(Entries from a dataset)
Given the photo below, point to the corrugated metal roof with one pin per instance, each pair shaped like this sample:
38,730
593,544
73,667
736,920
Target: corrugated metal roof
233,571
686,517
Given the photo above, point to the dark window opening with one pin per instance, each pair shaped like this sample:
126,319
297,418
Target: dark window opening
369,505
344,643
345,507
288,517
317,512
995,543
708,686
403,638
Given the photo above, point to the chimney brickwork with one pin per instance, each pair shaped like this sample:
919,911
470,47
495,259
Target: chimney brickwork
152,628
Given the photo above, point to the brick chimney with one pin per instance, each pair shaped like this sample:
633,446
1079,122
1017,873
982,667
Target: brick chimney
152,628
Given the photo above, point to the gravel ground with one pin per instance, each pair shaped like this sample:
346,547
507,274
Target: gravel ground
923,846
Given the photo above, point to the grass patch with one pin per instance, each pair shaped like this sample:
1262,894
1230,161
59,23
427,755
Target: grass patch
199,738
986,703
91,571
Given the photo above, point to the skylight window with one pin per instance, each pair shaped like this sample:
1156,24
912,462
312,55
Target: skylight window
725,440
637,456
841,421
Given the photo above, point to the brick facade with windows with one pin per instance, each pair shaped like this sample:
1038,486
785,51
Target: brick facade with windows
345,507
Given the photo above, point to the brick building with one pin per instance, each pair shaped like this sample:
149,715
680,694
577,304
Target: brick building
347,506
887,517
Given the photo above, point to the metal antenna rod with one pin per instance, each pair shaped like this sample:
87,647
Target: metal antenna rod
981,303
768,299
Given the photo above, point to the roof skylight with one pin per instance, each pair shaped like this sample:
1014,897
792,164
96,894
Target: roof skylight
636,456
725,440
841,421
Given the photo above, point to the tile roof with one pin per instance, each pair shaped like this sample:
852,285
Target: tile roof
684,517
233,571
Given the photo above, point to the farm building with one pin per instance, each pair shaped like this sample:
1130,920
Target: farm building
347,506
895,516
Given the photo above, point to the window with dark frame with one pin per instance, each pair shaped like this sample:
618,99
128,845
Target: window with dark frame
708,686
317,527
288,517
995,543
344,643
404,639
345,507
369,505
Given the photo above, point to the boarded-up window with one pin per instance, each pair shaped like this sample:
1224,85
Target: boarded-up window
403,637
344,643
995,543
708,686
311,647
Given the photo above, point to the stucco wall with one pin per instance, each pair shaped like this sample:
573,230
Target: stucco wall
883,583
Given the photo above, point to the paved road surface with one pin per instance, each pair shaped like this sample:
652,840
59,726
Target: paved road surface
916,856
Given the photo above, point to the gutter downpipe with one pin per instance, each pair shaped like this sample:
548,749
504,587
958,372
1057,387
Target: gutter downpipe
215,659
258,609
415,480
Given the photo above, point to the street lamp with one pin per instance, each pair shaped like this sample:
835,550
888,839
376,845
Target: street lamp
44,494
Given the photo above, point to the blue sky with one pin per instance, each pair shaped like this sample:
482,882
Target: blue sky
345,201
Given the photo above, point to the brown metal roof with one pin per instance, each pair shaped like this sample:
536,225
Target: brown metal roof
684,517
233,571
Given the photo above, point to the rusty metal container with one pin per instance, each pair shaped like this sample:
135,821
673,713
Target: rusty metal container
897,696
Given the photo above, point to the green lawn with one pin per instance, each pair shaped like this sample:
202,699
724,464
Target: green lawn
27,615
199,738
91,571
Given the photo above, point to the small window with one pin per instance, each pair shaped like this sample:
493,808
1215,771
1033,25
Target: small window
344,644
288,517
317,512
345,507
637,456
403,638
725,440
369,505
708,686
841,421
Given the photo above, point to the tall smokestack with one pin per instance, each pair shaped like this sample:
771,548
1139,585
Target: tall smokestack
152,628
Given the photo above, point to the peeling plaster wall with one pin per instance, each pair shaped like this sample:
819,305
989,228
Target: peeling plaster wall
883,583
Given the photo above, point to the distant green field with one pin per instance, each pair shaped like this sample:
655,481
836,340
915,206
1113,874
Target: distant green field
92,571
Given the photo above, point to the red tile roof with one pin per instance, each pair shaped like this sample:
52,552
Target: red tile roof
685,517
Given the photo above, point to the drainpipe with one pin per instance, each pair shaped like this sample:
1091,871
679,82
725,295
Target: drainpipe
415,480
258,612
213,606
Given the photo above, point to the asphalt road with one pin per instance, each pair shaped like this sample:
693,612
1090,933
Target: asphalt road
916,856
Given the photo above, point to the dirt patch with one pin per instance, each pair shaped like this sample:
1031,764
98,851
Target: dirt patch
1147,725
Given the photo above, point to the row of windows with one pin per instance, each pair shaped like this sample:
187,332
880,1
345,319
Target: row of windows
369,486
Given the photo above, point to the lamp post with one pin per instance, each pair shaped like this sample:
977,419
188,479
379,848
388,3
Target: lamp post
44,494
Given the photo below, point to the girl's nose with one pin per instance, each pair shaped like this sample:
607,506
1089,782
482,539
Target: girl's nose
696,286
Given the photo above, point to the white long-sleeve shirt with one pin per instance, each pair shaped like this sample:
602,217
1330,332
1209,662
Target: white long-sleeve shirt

EXERCISE OBJECTIVE — Return the line that contains "Given the photo above, point to the row" and all lines after it, verbatim, and nothing else.

EXPECTED ANSWER —
Given the photo above, point to the row of windows with one pin per instance, each pair shaped like this sample:
187,332
880,1
345,319
Target: row of windows
369,486
Given the photo above, point to the lamp post with one pin per instance, each pair shaped like this sample:
977,419
188,479
379,848
388,3
Target: lamp post
44,494
Given the photo below, point to the girl's nose with one pin per instance, each pair shaped like this sample:
607,506
1089,782
482,539
Target: girl's nose
696,286
Given the photo above, point to the white long-sleeve shirt with one pin per instance, each pair shaped like this sample:
602,217
1330,332
1209,662
Target: white long-sleeve shirt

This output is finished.